» **EXERCISE INSTRUCTIONS**: From the records below, copy out exactly the lines from the one containing "Target: black metal fence" to the one containing "the man carrying", both included. Add nothing else.

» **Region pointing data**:

------------------------

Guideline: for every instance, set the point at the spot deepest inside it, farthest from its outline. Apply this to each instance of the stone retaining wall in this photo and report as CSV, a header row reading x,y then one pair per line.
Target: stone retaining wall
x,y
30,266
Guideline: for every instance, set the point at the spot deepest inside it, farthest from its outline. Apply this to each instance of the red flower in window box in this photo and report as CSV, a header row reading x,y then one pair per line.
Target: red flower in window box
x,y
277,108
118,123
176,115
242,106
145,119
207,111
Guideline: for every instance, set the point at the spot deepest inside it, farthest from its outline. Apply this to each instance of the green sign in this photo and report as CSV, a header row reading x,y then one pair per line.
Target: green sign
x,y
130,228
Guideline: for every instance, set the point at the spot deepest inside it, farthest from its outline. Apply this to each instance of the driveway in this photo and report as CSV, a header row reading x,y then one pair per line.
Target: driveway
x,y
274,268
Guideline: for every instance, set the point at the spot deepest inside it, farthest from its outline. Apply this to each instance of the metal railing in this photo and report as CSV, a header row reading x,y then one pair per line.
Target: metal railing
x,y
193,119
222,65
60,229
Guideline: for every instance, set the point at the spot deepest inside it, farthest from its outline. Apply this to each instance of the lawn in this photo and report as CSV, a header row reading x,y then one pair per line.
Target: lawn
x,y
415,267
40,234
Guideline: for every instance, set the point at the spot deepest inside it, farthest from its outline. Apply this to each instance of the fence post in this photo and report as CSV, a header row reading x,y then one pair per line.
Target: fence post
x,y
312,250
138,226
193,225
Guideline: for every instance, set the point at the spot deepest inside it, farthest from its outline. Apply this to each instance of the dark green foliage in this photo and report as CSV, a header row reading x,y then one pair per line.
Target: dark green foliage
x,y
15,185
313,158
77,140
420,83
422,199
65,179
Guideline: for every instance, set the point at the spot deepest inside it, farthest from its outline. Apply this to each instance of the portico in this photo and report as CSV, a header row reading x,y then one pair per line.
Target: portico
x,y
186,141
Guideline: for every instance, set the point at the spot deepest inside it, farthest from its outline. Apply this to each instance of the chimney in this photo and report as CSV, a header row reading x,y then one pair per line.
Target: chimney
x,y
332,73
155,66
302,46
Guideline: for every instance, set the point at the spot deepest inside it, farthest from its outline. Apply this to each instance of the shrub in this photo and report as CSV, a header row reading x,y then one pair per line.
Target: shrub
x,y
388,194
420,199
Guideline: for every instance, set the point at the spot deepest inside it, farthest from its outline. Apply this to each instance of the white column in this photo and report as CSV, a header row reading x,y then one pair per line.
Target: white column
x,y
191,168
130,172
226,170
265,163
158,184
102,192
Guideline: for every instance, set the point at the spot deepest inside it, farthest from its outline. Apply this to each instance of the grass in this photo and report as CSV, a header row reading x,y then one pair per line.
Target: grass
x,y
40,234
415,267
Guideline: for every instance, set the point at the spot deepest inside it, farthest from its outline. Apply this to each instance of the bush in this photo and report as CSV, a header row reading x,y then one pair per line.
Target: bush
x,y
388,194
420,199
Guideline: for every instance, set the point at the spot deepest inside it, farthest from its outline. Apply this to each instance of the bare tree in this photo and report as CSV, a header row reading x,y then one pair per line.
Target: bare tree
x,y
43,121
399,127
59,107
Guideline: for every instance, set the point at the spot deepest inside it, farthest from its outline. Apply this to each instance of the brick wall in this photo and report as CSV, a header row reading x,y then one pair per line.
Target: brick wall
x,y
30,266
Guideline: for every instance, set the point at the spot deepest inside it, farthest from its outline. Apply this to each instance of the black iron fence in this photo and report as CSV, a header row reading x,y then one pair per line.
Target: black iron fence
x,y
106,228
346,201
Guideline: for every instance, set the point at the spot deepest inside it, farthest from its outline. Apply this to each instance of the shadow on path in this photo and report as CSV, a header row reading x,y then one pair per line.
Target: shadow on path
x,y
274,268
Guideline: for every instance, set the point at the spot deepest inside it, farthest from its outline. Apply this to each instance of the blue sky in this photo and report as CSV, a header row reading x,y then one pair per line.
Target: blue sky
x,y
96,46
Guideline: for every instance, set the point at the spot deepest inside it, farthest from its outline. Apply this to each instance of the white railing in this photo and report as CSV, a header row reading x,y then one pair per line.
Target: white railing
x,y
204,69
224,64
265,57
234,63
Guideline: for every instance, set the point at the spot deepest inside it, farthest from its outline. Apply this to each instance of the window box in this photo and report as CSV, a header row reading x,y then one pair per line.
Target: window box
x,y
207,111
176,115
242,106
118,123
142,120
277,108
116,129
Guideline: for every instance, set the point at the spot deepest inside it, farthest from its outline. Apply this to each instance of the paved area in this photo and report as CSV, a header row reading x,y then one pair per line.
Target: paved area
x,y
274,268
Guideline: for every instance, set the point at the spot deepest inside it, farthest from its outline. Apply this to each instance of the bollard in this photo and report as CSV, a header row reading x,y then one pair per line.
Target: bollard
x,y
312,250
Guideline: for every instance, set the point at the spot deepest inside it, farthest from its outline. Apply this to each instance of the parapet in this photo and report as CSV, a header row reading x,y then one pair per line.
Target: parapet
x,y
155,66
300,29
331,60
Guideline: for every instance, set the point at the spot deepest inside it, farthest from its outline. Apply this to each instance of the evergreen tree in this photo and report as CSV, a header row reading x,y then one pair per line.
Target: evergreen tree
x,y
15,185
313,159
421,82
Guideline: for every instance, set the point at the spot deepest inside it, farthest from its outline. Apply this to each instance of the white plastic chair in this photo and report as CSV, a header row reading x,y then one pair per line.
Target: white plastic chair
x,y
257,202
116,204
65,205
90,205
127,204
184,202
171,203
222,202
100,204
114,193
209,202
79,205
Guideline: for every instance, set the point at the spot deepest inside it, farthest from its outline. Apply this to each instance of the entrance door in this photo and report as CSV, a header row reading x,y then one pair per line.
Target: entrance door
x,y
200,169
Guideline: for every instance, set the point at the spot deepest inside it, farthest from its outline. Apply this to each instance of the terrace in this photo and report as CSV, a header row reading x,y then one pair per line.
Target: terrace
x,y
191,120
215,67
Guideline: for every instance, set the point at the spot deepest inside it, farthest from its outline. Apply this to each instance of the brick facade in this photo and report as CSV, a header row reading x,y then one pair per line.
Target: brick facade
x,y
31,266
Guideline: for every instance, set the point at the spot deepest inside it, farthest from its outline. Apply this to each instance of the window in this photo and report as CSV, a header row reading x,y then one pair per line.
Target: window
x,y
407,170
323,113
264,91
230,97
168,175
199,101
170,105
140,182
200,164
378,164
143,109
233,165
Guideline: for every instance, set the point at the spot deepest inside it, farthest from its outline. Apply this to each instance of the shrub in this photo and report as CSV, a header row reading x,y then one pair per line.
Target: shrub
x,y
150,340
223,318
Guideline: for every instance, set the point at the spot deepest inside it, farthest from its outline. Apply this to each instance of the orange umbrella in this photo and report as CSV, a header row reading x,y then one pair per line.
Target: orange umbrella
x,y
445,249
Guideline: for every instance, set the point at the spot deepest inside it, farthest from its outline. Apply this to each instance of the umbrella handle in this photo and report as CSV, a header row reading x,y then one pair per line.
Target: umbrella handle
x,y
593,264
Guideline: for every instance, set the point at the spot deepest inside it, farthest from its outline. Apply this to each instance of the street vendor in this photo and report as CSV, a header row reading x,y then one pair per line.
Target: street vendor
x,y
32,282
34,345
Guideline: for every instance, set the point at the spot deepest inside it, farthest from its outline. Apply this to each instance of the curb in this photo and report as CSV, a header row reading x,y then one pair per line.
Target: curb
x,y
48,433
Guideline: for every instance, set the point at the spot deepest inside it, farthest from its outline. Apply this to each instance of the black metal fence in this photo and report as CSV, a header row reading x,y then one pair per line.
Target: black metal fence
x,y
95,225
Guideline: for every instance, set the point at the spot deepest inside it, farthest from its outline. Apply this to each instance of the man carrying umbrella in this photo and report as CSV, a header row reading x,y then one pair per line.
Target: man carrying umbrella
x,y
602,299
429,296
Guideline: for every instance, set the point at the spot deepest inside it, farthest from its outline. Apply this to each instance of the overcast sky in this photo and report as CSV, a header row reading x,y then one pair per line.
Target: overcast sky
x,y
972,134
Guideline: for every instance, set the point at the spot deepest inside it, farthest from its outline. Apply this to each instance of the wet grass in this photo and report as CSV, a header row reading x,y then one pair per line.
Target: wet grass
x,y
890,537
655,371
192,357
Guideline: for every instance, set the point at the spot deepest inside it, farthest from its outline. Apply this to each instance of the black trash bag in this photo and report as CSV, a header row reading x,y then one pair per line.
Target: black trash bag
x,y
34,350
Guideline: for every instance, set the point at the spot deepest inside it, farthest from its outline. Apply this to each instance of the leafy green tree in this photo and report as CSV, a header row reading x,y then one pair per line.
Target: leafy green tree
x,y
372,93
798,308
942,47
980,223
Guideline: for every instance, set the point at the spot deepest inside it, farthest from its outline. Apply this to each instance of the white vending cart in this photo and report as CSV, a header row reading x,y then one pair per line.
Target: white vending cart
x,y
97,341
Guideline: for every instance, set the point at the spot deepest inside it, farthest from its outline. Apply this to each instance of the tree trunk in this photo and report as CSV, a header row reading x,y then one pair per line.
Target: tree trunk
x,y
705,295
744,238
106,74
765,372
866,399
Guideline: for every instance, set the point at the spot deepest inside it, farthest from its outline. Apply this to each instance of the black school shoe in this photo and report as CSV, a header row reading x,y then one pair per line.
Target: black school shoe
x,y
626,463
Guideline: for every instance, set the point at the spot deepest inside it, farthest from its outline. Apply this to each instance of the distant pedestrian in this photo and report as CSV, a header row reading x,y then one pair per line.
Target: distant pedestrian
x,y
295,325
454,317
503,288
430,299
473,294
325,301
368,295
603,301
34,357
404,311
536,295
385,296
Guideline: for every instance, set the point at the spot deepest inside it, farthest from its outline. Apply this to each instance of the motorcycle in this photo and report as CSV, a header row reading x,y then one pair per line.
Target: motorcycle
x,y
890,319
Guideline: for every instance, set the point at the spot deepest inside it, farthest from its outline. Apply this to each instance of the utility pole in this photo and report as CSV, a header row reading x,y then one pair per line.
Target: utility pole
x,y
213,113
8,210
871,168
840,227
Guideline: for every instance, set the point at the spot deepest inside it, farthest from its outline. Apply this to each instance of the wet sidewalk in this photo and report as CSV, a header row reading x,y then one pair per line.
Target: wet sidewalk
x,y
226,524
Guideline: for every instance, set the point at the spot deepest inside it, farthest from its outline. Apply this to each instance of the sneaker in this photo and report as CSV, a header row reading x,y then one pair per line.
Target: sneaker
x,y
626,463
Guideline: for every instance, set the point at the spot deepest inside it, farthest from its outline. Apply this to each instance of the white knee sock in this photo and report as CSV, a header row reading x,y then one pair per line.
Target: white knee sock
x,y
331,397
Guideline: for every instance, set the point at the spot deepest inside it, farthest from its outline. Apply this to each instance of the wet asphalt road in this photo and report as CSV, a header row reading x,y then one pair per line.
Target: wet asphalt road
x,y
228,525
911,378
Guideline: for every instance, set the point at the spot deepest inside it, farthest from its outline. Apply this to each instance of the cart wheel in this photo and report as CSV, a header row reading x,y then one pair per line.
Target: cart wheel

------------------------

» **RESULT OF THIS TASK**:
Target: black metal fence
x,y
95,225
Guideline: for every instance, set the point at the spot deepest inside it, farthest from its outline. Apply this to each instance of the man carrying umbrella in this photo and report as CSV, a header row reading x,y then one pair per line.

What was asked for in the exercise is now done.